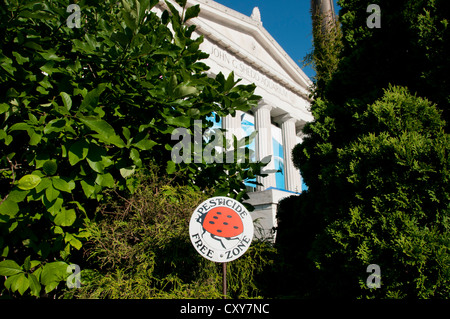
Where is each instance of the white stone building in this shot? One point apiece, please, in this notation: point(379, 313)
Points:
point(238, 43)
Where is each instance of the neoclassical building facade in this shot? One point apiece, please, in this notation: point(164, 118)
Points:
point(240, 44)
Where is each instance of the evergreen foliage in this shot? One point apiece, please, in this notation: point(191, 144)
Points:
point(140, 248)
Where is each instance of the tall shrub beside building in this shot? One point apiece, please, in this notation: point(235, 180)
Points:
point(376, 160)
point(89, 97)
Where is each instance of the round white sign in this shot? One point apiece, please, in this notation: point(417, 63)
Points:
point(221, 229)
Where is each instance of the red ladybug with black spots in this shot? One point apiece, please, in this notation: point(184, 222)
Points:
point(222, 223)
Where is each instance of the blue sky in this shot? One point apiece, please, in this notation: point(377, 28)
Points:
point(288, 21)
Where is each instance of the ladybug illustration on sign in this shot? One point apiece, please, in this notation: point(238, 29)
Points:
point(221, 229)
point(222, 223)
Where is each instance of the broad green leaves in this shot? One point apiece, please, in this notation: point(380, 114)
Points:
point(29, 181)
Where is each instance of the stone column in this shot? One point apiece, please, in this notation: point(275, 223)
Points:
point(264, 145)
point(291, 174)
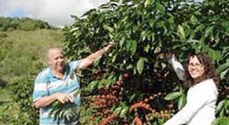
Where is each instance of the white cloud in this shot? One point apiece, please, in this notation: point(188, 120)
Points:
point(56, 12)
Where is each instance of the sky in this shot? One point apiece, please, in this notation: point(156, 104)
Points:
point(55, 12)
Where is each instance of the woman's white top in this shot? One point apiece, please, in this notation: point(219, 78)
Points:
point(201, 101)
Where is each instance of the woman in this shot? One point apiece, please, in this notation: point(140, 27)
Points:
point(201, 78)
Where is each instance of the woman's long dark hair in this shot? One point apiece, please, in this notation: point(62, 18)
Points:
point(210, 70)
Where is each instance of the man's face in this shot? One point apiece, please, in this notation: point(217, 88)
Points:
point(56, 60)
point(195, 68)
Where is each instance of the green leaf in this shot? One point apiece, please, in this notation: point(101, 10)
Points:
point(140, 65)
point(220, 106)
point(110, 29)
point(118, 110)
point(181, 31)
point(124, 111)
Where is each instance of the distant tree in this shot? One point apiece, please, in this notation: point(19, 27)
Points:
point(26, 24)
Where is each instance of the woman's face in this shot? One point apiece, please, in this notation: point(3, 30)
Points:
point(195, 68)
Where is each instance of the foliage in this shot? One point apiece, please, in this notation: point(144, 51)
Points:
point(25, 24)
point(22, 91)
point(142, 30)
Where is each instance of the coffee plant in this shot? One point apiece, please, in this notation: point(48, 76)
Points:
point(129, 84)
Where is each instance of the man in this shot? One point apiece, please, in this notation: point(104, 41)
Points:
point(58, 82)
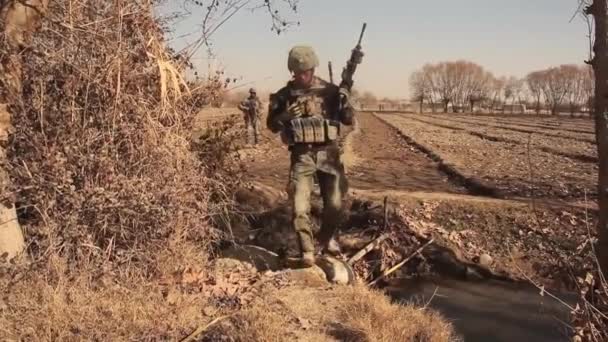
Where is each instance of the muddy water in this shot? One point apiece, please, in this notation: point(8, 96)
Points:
point(491, 311)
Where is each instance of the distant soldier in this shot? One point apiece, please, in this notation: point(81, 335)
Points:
point(251, 108)
point(308, 113)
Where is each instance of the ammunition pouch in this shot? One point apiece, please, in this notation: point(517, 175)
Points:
point(310, 130)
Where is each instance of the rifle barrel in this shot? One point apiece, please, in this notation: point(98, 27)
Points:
point(361, 35)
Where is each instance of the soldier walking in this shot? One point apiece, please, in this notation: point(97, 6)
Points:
point(251, 108)
point(308, 113)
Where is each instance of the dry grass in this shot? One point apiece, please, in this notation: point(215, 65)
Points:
point(305, 313)
point(116, 207)
point(367, 315)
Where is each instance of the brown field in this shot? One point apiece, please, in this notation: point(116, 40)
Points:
point(529, 157)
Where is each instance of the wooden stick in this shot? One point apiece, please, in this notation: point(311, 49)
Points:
point(385, 212)
point(201, 329)
point(396, 267)
point(370, 246)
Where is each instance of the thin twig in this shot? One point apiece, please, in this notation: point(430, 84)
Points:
point(370, 246)
point(399, 265)
point(202, 329)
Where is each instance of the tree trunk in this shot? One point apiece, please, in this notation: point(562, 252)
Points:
point(572, 109)
point(600, 67)
point(20, 19)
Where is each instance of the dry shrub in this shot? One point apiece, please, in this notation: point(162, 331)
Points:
point(101, 150)
point(110, 195)
point(591, 314)
point(259, 323)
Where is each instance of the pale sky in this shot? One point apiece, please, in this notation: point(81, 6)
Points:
point(505, 37)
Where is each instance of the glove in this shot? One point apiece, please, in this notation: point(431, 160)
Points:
point(295, 109)
point(358, 56)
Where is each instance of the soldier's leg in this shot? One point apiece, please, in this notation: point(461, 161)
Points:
point(250, 129)
point(256, 130)
point(331, 193)
point(300, 188)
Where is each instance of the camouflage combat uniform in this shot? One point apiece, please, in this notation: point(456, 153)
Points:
point(251, 108)
point(308, 160)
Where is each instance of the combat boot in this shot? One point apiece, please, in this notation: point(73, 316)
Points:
point(308, 259)
point(332, 248)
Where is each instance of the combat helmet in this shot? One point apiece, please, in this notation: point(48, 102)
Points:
point(302, 58)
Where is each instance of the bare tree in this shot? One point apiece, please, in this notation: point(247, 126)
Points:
point(599, 10)
point(555, 85)
point(495, 91)
point(512, 90)
point(419, 88)
point(534, 81)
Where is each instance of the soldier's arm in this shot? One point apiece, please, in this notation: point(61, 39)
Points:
point(346, 114)
point(277, 114)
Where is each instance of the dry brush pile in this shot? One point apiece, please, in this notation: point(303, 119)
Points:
point(109, 192)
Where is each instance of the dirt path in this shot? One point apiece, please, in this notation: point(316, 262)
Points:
point(523, 239)
point(384, 162)
point(387, 162)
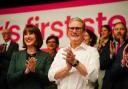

### WHAT YOU SHOULD DO:
Return the listing above word for word, with the pictures removed.

### WORKED SOLUTION:
Where is each instance of the white stone building in this shot? One point apiece, please, in this notation: point(379, 313)
Points:
point(238, 43)
Where is each instance of the neoclassical building facade in this shot? One point apiece, please, in this notation: point(164, 118)
Points:
point(240, 44)
Where is each instance of the evergreen foliage in this shot? One point apiece, please, in this notation: point(191, 144)
Points:
point(140, 248)
Where is each instance of the tall shrub beside building in this shot? One point apiece, please, in this notation: point(235, 180)
Points:
point(376, 160)
point(89, 97)
Where is each instance of the round white sign in this shot? One point apiece, please, in this notation: point(417, 63)
Points:
point(221, 229)
Where is each instance of the red ladybug with black spots in this shot? One point apiece, please, in this notation: point(184, 222)
Points:
point(222, 223)
Where is each instance of the blue sky in this shot? One point apiece, please, in this notation: point(377, 28)
Points:
point(288, 21)
Where is each instance of the ladybug illustration on sign in this shot? One point apiece, please, in this notation: point(238, 29)
Points:
point(221, 229)
point(222, 223)
Where is each instance of the broad green leaves in this shot? One point apiece, please, in this notation: point(380, 114)
Points:
point(29, 181)
Where is each instance of the stone column in this shot? One point apiece, please, in this notation: point(275, 223)
Points:
point(264, 145)
point(291, 174)
Where is each instance of the white cloud in this shot? One point apiece, please, in this notation: point(188, 120)
Points:
point(56, 12)
Where is each instance of the sky in this shot? One point apiece, please, in this notation: point(156, 104)
Points:
point(55, 12)
Where is each instance of the woman's white top in this shot? One point apiece, please, in this notation: point(219, 78)
Points:
point(201, 101)
Where is each instance of the woman in this shot? One point apiece, please, in this notation: point(140, 27)
Points:
point(201, 78)
Where is each instance of the woman's long dark hair in this shot? One point apiece, please, in this notation: point(62, 18)
Points:
point(210, 70)
Where is each instance of the man's face in this shot? One point apiece, please, in this notation: point(217, 88)
Points:
point(56, 60)
point(195, 68)
Where is each instance of the green leaf in this shot? One point apiece, please, in this notation: point(101, 10)
Points:
point(140, 65)
point(220, 106)
point(110, 29)
point(118, 110)
point(181, 31)
point(124, 111)
Where is each instance of the distant tree in this shot? One point apiece, please, in this notation: point(19, 27)
Points:
point(26, 24)
Where is each instance of the woman's face in this shot? One point apiece, please, in this notation: point(3, 30)
Points:
point(195, 68)
Where is each instance of the foliage in this shot? One point apiece, please, in this notation: point(144, 51)
Points:
point(25, 24)
point(22, 91)
point(142, 30)
Where is each instance of the coffee plant in this shot? One point apiece, please, in this notation: point(48, 76)
Points:
point(129, 84)
Where is each instance of the man in this shot? One point apiece, please, in this notation: point(104, 41)
Points:
point(58, 82)
Where is each instance of the muddy water in this shot? One point apiece, please, in this notation: point(8, 96)
Points:
point(491, 311)
Where is each instance of the distant soldier in this shot? One point apiece, please, in this notation: point(81, 335)
Points:
point(251, 108)
point(308, 113)
Where is each instance of the ammunition pouch in this shot? One point apiece, please, in this notation: point(517, 175)
Points:
point(310, 130)
Where is each instance of the rifle barrel in this shot? One point apiece, please, in this notation: point(98, 27)
Points:
point(361, 35)
Where is each instance of the soldier walking in this shot? One point apiece, please, in this notation: point(97, 6)
Points:
point(251, 108)
point(308, 113)
Where is each instance of the dry grass in this shot? One point apiece, please, in this notation: point(215, 65)
Points:
point(305, 313)
point(116, 207)
point(367, 315)
Where is each instance of the brown field in this shot? One point apiece, please, in this notation: point(116, 40)
Points:
point(529, 157)
Where is each instance of the wooden stick in this shot? One point apiece, please, in this notation: point(311, 49)
Points:
point(385, 212)
point(201, 329)
point(396, 267)
point(370, 246)
Where is each instance of the thin twig in this shot? One point apiece, please, in this notation: point(430, 84)
Points:
point(370, 246)
point(399, 265)
point(202, 329)
Where is each instance of the tree trunk in this shot? One point apiece, please, in this notation: point(562, 252)
Points:
point(572, 109)
point(600, 67)
point(20, 19)
Where is each instance of the dry shrub in this shot? One point apiece, please, in this notation: point(162, 331)
Points:
point(101, 150)
point(110, 195)
point(591, 314)
point(259, 323)
Where is each instance of the pale sky in this shot? One point apiece, please, in this notation: point(81, 6)
Points:
point(505, 37)
Where is each instance of the glove in this shot? One point apiece, please, in this notation: point(431, 160)
Points:
point(295, 109)
point(358, 56)
Where is each instance of the soldier's leg in this shot? One point apiece, please, in this notation: point(461, 161)
Points:
point(250, 129)
point(256, 130)
point(331, 193)
point(300, 188)
Where is each instance of the camouflage combat uniform in this shot? One point apiece, please, in this notation: point(456, 153)
Points:
point(251, 108)
point(308, 160)
Where is each instance of the combat boot in this shot? One point apiece, please, in this notation: point(73, 316)
Points:
point(308, 259)
point(332, 248)
Where is each instance of the combat helmet in this shot? One point apiece, please, in this notation: point(48, 102)
Points:
point(302, 58)
Where is each instance of the bare tree in this shot? One point apiece, please, in this notation: point(247, 126)
Points:
point(599, 10)
point(555, 85)
point(495, 91)
point(512, 90)
point(419, 88)
point(534, 81)
Where is each instance of the soldier's arm in this shot? One point apiece, please, in this notation: point(61, 39)
Points:
point(346, 114)
point(277, 114)
Where is each instance of the dry brush pile in this shot? One point apiece, please, in this notation: point(303, 119)
Points:
point(109, 192)
Where is each instance of the dirt path in this shot? One point apiece, please, in this notation: point(316, 262)
Points:
point(523, 239)
point(384, 162)
point(387, 162)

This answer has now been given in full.